STP Forex Brokers
An STP broker (Straight Through Processing broker is a type of financial intermediary that facilitates the execution of trades by passing your orders directly to external liquidity providers without manual intervention. Using STP brokers is popular among both retail and professional traders for its balance between market access and operational simplicity. You get better market access than with a market maker broker, and it is less complicated than using an ECN broker. The STP broker model can be described as a middle ground between ECN brokers, who provide direct access to an electronic liquidity pool, and market maker brokers, who internalize client orders and take the opposite side of trades.
What defines the STP broker is the automated and unfiltered way orders are routed, not necessarily the number or type of liquidity providers involved. An STP broker may route orders to a single source or several counterparties, depending on the broker’s relationships, technology, and internal order management systems.
Best STP Forex Brokers in 2026
[brokers num=”5″ type=”STP”]
How the STP Model Works
In an STP setup, when a trader submits an order, the broker’s system transmits it directly to one or more third-party liquidity providers for execution. These could for instance be banks, hedge funds, prime brokers, or other financial institutions offering bid and ask prices. The broker acts as a middle layer, aggregating these quotes and sending back the best available price to the trader in real time. The process is handled electronically, which reduces latency and removes the need for manual handling or dealing desk intervention.
The spread a trader sees on their platform is usually either the raw spread from the liquidity providers with a small markup added by the broker, or a blended spread across multiple providers. The broker profits from this markup and/or through a small commission per trade. Since orders are not held internally, the broker does not directly benefit from client losses, which aligns their business incentives more closely with those of the trader. If you pick a market maker broker instead, the broker can be your counterparty in your trades, which creates a conflict of interest, as your broker loses when you profit and vice versa. With an STP broker or ECN broker, this conflict of interest does not exist.
Because execution is routed externally with an STP broker, slippage, requotes, or partial fills are still possible, particularly during high volatility events. However, these outcomes are a reflection of true market conditions rather than internal manipulation. This is a key reason many traders prefer STP brokers over market-making models, even if the cost per trade may be slightly higher in some cases.
Execution Characteristics
STP brokers offer market execution rather than instant execution. This means orders are filled at the best available price at the time they reach the liquidity provider, not necessarily at the price requested. There are no guaranteed fills, but in exchange, there are fewer restrictions on trading strategies. Scalping, hedging, and high-frequency trading are typically allowed, assuming the broker’s infrastructure can support it.

**DATA PROVIDED:**

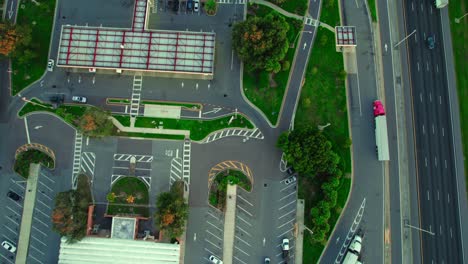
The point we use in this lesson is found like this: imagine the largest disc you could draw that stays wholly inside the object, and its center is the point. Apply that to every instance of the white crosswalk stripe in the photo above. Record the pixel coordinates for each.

---

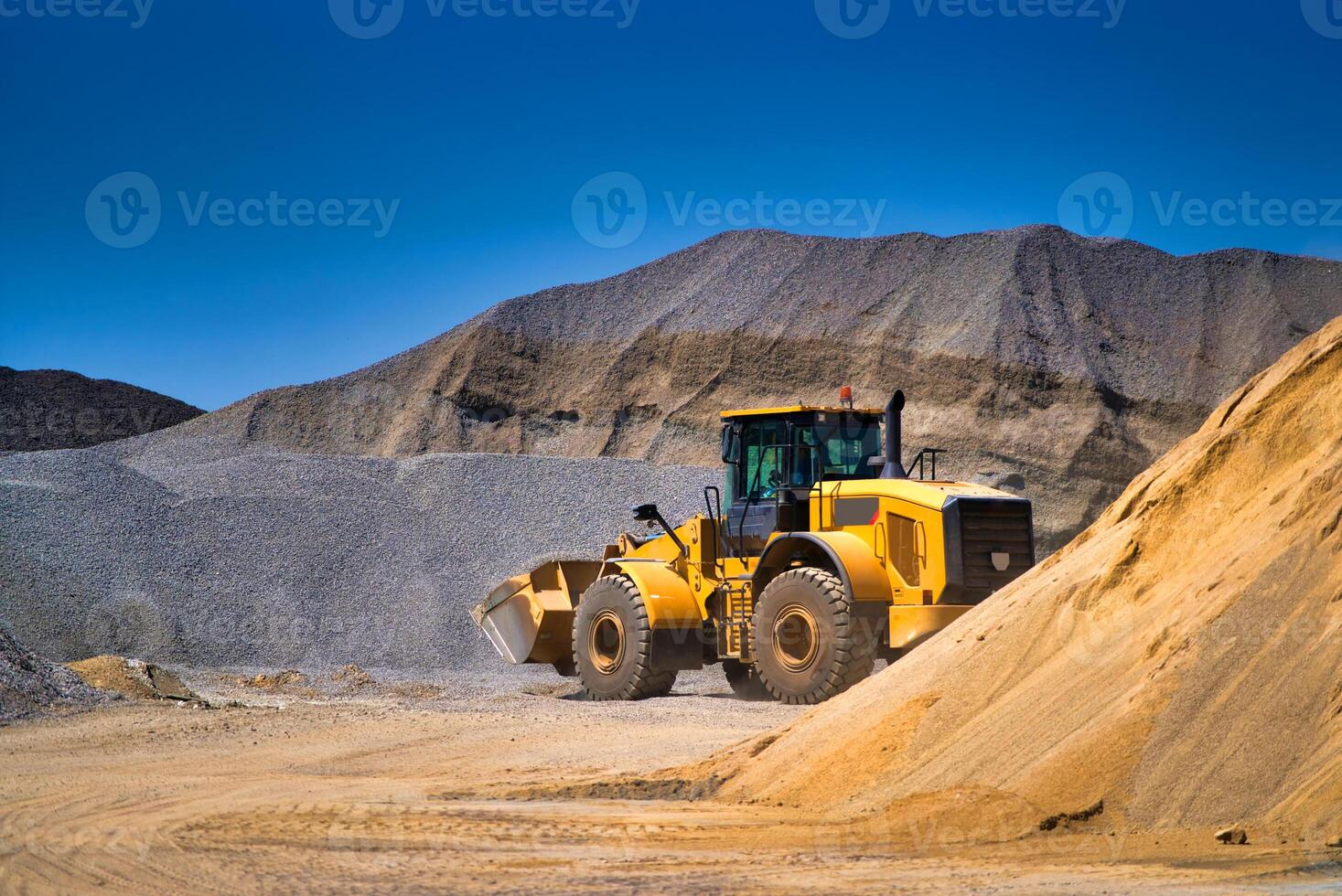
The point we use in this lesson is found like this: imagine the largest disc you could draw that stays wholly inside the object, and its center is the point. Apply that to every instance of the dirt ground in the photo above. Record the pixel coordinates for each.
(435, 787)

...

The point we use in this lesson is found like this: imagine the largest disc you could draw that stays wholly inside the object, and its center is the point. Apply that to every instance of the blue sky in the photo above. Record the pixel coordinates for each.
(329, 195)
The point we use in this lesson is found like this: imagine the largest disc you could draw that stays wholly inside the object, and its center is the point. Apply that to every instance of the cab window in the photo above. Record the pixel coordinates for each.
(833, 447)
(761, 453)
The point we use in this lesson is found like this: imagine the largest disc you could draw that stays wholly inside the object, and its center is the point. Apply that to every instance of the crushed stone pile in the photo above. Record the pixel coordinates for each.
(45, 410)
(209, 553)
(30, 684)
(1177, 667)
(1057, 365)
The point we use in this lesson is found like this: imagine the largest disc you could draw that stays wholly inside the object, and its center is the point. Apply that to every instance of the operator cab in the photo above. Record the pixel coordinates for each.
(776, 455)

**ACTIONS TO TAKE:**
a: In the piece on STP forex brokers, translate this sentence into Spanish: "STP brokers offer market execution rather than instant execution."
b: Turn the paragraph beginning "In an STP setup, when a trader submits an order" from the piece on STP forex brokers into a short list that keeps its main facts.
c: Carry on the piece on STP forex brokers, starting right after its final sentence.

**ANSWERS TO THE EXERCISES:**
a: Los brókeres STP ofrecen ejecución de mercado en lugar de ejecución instantánea.

b:
- The broker's system sends a trader's order directly to one or more third-party liquidity providers, such as banks, hedge funds, prime brokers or other financial institutions offering bid and ask prices.
- The broker acts as a middle layer, combining these quotes and returning the best available price to the trader in real time.
- The whole process is electronic, which cuts latency and removes manual handling or dealing desk intervention.

c:
The use of multiple liquidity sources allows STP brokers to offer tighter spreads during normal trading hours. However, spread widening may still occur during news events or off-market periods, depending on the stability and competition among liquidity providers. Unlike ECN models, traders using STP brokers typically do not see full depth of market or Level 2 data, but they still benefit from non-dealing desk execution.
Which Traders Are Using STP Brokers?
The STP model tend to appeal to traders who value low latency and clean execution but do not require direct market access or ultra-tight spreads. Many day traders and swing traders find STP execution reliable enough for consistent strategy implementation without the complications that can come with ECN accounts. For more information about ECN brokers and how the ECN model works, please visit our article about Electric Communication Network (ECN) trading.
Many novice retail traders (non-professional traders) start out with a Market Maker broker with a dealer desk, but eventually move on to an STP broker or ECN broker because they want to remove themselves from the conflict of interest that comes from having your broker as your counterparty in trades. In STP and ECN setups, the broker is not taking the other side of the trade, and has no incentive to delay orders or manipulate quotes. This neutrality increases transparency and can help build long-term trust between the trader and the broker.
For many retail traders, moving from a Market Marker broker to an ECN broker is too big of a step, and an STP broker is more suitable for them, all things considered. STP brokers are suited for retail traders who want low-cost access to the market without the complexity or sensitivity of ECN environments. The STP structure supports swing trading and many intraday strategies well. High-frequency traders and institutional traders may require even more advanced infrastructure, and are more likely to opt for an ECN broker, but for the average retail trader seeking a balance between speed, cost, and ease of use, the STP broker remains a practical and popular choice.
Even though it is common for small-scale hobby traders to start out with a Market Maker broker with a dealer desk, this is in no way mandatory, and even a beginner can benefit from the relative simplicity of the STP model and the lack of conflict of interest. ECN brokers are not recommended for inexperienced traders, but the account structure of an STP account is easier to understand than ECN accounts, and a reasonably smart novice trader that is eager to learn can find the ropes fairly quickly.
While high-frequency or institutional-level traders may eventually outgrow the STP framework, for many retail participants, the STP model strikes the right long-term balance between cost, performance, and usability. In many cases, starting out with an STP broker means you never have to shift to another broker model during your retail trading journey.
Short Information About Different Types of Brokers
Market Maker (MM) Broker, also known as Dealing Desk (DD) broker
A Market Maker broker, also known as a Dealing Desk (DD) broker, is the most common type of broker for novice retail traders. They “make the market” for the traders, instead of giving the trader direct access to other traders. Example: When you are trading forex using an MM brokers (DD broker), you are not trading directly with other forex traders on the interbank market.
An MM broker will purchase large positions from liquidity providers and sell them to retail clients. In essence, they are taking the other side of your trades. Everything goes through the broker´s dealing desk department, and your trades are executed in-house.
Typically, MM brokers will allow you to make very small trades if you want to, which is appealing to many novice retail traders. If a broker is allowing micro-accounts, where you can start out buying and selling micro-lots after making a $50 or $100 deposit, it is most likely an MM broker.
Since MM brokers “make the market”, it is also common for them to offer very fast execution (if the servers are low latency), fixed spreads, and single price quotations. They can offer commission-free trading, since they make their money in other ways.
STP Broker
A Straight Through Processing (STP) broker has no dealing desk, and it therefore a type of non-dealing desk (NDD) broker. The STP broker gives you direct market access, and therefore belong to the category of brokers known as Direct Market Access Brokers (DMA brokers).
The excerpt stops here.